§ EXERCISE A
Arrange the entries from their first line through the line containing "[0,122,800,471]" as a numbered list with blank lines omitted, and leave the pictures out.
Start of EXCERPTED PASSAGE
S.W.O.R.D. #10 annotations

Posted on Wednesday, November 17, 2021 by Paul in Annotations

As always, this post contains spoilers, and page numbers go by the digital edition.

S.W.O.R.D. vol 2 #10
“Triple Threat”
by Al Ewing, Jacopo Camagni & Fernando Sifuentes

COVER / PAGE 1: Well, it’s a S.W.O.R.D. station exploding with Wiz Kid, Cable and Storm in the background.

PAGES 2-4. Wiz Kid starts his day.

Last issue ended with the revelation that Wiz Kid is Henry Gyrich’s man inside S.W.O.R.D.. He was sitting right in front of Abigail Brand when he was talking to Gyrich, though, so there was always a suggestion that it might be a bluff. Much of this issue is devoted to teasing the possibility that Wiz Kid might genuinely have turned on S.W.O.R.D., specifically because he sees no real difference between humans and mutants in terms of the way they treat him, in particular as regards his wheelchair use.
End of EXCERPTED PASSAGE
Start of RECORDS SHOWN
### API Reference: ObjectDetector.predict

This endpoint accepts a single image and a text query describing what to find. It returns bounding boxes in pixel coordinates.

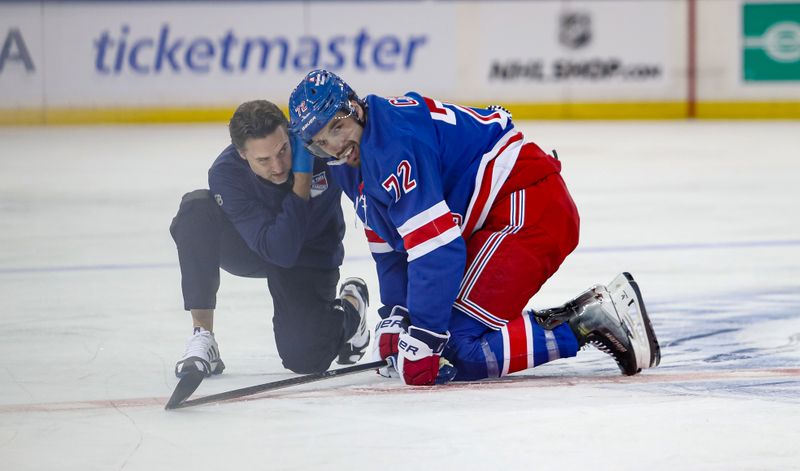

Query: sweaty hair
[228,100,289,150]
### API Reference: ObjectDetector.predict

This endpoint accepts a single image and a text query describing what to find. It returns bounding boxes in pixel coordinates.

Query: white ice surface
[0,122,800,471]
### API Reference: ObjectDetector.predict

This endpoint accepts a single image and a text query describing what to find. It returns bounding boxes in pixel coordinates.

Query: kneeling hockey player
[289,70,660,385]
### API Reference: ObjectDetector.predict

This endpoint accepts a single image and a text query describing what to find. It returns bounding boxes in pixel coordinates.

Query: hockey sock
[484,311,578,376]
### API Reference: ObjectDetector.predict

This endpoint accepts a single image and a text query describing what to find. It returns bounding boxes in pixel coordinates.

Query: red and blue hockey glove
[395,326,456,386]
[372,306,409,378]
[289,133,314,173]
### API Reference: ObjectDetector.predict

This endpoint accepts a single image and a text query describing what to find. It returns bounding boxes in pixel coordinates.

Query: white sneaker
[175,328,225,378]
[336,277,369,365]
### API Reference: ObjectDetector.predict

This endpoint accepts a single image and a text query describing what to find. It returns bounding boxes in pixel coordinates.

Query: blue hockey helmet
[289,69,358,144]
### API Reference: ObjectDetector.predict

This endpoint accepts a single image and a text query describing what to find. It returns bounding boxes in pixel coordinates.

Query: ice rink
[0,121,800,471]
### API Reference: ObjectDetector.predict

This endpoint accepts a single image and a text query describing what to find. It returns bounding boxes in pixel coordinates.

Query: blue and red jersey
[331,92,558,332]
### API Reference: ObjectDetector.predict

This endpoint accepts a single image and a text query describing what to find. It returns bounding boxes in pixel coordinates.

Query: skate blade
[608,272,661,369]
[164,371,205,410]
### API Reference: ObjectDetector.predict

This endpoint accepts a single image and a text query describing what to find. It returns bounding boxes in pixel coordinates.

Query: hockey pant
[445,148,580,381]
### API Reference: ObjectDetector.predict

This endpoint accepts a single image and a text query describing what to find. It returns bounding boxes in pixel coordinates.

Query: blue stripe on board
[0,239,800,275]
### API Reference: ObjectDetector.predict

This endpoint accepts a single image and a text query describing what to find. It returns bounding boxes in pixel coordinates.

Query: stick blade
[164,371,205,410]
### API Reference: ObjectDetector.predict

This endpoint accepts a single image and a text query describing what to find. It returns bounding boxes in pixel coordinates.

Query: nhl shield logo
[558,12,592,49]
[311,172,328,198]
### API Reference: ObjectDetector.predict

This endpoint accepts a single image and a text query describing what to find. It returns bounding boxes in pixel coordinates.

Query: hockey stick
[164,360,387,410]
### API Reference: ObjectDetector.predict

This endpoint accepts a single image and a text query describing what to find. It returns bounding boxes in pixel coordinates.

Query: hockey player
[289,70,660,385]
[170,100,369,377]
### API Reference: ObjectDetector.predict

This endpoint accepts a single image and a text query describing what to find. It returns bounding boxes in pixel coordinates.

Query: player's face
[311,102,364,167]
[239,126,292,185]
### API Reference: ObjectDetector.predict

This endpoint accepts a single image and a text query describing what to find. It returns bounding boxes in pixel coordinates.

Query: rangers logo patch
[311,172,328,198]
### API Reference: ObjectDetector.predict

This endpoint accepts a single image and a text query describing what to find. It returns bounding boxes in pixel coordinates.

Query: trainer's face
[239,126,292,185]
[311,101,364,167]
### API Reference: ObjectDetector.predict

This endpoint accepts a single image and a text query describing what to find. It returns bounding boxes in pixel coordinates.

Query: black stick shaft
[174,360,386,409]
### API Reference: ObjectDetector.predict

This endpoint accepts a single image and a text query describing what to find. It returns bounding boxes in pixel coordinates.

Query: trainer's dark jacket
[208,145,345,268]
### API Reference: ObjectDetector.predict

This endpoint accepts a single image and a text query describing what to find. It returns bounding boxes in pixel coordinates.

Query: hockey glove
[289,133,314,173]
[372,306,409,378]
[396,326,456,386]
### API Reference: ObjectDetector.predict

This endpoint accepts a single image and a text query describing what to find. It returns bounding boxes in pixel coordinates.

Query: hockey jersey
[331,92,536,332]
[208,145,345,269]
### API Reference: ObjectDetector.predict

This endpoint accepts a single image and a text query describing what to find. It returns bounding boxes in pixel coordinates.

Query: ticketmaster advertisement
[0,0,798,124]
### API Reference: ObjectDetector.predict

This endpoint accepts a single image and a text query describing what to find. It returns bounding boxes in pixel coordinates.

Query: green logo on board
[742,3,800,82]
End of RECORDS SHOWN
§ EXERCISE B
Restate the S.W.O.R.D. #10 annotations word for word, from start to finish.

§ TASK RESULT A
1. ### API Reference: ObjectDetector.predict
2. This endpoint accepts a single image and a text query describing what to find. It returns bounding boxes in pixel coordinates.
3. Query: sweaty hair
4. [228,100,289,150]
5. ### API Reference: ObjectDetector.predict
6. This endpoint accepts a single image and a text query describing what to find. It returns bounding boxes in pixel coordinates.
7. Query: white ice surface
8. [0,122,800,471]

§ TASK RESULT B
S.W.O.R.D. #10 annotations

Posted on Wednesday, November 17, 2021 by Paul in Annotations

As always, this post contains spoilers, and page numbers go by the digital edition.

S.W.O.R.D. vol 2 #10
“Triple Threat”
by Al Ewing, Jacopo Camagni & Fernando Sifuentes

COVER / PAGE 1: Well, it’s a S.W.O.R.D. station exploding with Wiz Kid, Cable and Storm in the background.

PAGES 2-4. Wiz Kid starts his day.

Last issue ended with the revelation that Wiz Kid is Henry Gyrich’s man inside S.W.O.R.D.. He was sitting right in front of Abigail Brand when he was talking to Gyrich, though, so there was always a suggestion that it might be a bluff. Much of this issue is devoted to teasing the possibility that Wiz Kid might genuinely have turned on S.W.O.R.D., specifically because he sees no real difference between humans and mutants in terms of the way they treat him, in particular as regards his wheelchair use.